_WRITTEN PROBLEM 1_: Name every field of the eventlog.csv file that the R heatmap walkthrough describes.

_SOURCE EXCERPT_:
This document is an example to produce faceted heatmaps with R package ggplot2. Especially, focusing on the log-type dataset, it present a way to manipulate time/date variable. The original post is here.
The dataset is a simulated data which provides 200,000 “events” (RDP login attempts) in the eventlog.csv file that has three fields, timestamp, source_country (ISO 3166-1 alpha-2 country code, source of the attack), and the tz (time zone of the source IP address).
library(data.table) # faster fread() function
library(dplyr) # data.frame operations
library(tidyr)
library(purrr) # list/vecgtor munging
library(lubridate) # date/time manipulation
library(countrycode) # turn country codes into names
library(ggplot2) #
library(scales) # working with ggplot2 for label formatting
library(gridExtra) # working with ggplots for arranging plots
library(ggthemes) # clean theme for ggplot2
library(viridis) # color palette
library(DT) # prettier data.frame output
There are two ways to load the CSV file here, data.table function and/or fread function.
attacks = read.table("https://raw.githubusercontent.com/hrbrmstr/facetedcountryheatmaps/master/data/eventlog.csv",sep=",", header=T, na.strings="?")
head(attacks)
## timestamp source_country tz
## 1 2015-03-12T15:59:16.718901Z CN Asia/Shanghai
## 2 2015-03-12T16:00:48.841746Z FR Europe/Paris
## 3 2015-03-12T16:02:26.731256Z CN Asia/Shanghai
## 4 2015-03-12T16:02:38.469907Z US America/Chicago
## 5 2015-03-12T16:03:22.201903Z CN Asia/Shanghai
## 6 2015-03-12T16:03:45.984616Z CN Asia/Shanghai
attacks = fread("https://raw.githubusercontent.com/hrbrmstr/facetedcountryheatmaps/master/data/eventlog.csv")
head(attacks)
## timestamp source_country tz
## 1: 2015-03-12T15:59:16.718901Z CN Asia/Shanghai
## 2: 2015-03-12T16:00:48.841746Z FR Europe/Paris
## 3: 2015-03-12T16:02:26.731256Z CN Asia/Shanghai
## 4: 2015-03-12T16:02:38.469907Z US America/Chicago
## 5: 2015-03-12T16:03:22.201903Z CN Asia/Shanghai
## 6: 2015-03-12T16:03:45.984616Z CN Asia/Shanghai
attacks = tbl_df(attacks)
datatable(head(attacks))
For the activities heatmap, we want to present how active the attack is during weekday of each hour. We need to get the weekday/hour information for each attack from the timestamp field. To do this, we write up a function.
make_hr_wkday = function(cc, ts, tz) {
real_times = ymd_hms(ts, tz = tz[1], quiet = TRUE)
data_frame(source_country = cc,
wkday = weekdays(as.Date(real_times, tz = tz[1])),
hour = format(real_times, "%H", tz = tz[1]))
}
attacks = group_by(attacks, tz) %>%
do(make_hr_wkday(.$source_country, .$timestamp, .$tz)) %>%
ungroup() %>%
mutate(wkday=factor(wkday,
levels=levels(weekdays(0, FALSE))))

_WRITTEN PROBLEM 2_: Add 5 to every bounding box coordinate in the answers of the listing, then write out its lines with their requests, starting at the line that contains "look for green hard hat" and ending at the last line of the listing.

_EXERCISE DATA_:
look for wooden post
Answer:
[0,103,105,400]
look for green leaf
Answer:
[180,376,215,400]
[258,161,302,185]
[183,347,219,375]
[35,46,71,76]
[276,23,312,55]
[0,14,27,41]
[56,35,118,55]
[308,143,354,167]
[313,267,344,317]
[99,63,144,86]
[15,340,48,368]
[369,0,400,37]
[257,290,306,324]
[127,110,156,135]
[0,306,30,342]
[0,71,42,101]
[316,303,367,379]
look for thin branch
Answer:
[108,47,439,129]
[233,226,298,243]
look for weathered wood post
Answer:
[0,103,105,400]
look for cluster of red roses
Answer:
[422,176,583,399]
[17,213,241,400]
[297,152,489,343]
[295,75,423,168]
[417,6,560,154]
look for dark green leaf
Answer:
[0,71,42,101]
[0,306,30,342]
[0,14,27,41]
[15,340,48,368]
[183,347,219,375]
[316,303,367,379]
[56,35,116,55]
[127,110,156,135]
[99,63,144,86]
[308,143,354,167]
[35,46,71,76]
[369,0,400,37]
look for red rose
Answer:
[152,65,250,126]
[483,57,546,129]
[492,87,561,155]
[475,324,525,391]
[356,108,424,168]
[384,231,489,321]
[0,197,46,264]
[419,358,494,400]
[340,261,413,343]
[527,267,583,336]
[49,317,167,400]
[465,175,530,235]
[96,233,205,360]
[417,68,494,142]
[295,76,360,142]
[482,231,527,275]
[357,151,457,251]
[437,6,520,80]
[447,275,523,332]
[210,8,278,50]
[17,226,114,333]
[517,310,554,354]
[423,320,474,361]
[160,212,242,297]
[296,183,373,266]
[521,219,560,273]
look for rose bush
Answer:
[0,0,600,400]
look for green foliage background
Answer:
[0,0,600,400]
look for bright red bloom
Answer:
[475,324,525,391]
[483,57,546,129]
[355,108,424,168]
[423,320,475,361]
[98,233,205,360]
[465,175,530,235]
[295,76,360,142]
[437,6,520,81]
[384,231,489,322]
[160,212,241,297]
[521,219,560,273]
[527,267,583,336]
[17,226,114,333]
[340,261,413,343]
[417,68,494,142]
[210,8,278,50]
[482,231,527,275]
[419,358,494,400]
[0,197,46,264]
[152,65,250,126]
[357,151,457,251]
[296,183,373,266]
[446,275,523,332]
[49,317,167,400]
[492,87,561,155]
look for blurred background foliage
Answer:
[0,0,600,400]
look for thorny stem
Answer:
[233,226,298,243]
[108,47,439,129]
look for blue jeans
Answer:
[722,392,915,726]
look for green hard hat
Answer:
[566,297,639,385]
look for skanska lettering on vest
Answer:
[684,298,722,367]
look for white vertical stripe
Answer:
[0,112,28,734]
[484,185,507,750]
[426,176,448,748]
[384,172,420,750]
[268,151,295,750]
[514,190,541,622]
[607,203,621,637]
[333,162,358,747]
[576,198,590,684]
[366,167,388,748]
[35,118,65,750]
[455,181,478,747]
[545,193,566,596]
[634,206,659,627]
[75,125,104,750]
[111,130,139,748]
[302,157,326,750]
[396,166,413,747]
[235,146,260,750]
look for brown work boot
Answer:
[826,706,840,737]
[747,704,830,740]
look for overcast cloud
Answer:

_FULL ANSWER 1_: timestamp, source_country, tz

_FULL ANSWER 2_:
look for green hard hat
Answer:
[571,302,644,390]
look for skanska lettering on vest
Answer:
[689,303,727,372]
look for white vertical stripe
Answer:
[5,117,33,739]
[489,190,512,755]
[431,181,453,753]
[389,177,425,755]
[273,156,300,755]
[519,195,546,627]
[612,208,626,642]
[338,167,363,752]
[581,203,595,689]
[371,172,393,753]
[40,123,70,755]
[460,186,483,752]
[550,198,571,601]
[639,211,664,632]
[80,130,109,755]
[116,135,144,753]
[307,162,331,755]
[401,171,418,752]
[240,151,265,755]
look for brown work boot
Answer:
[831,711,845,742]
[752,709,835,745]
look for overcast cloud
Answer:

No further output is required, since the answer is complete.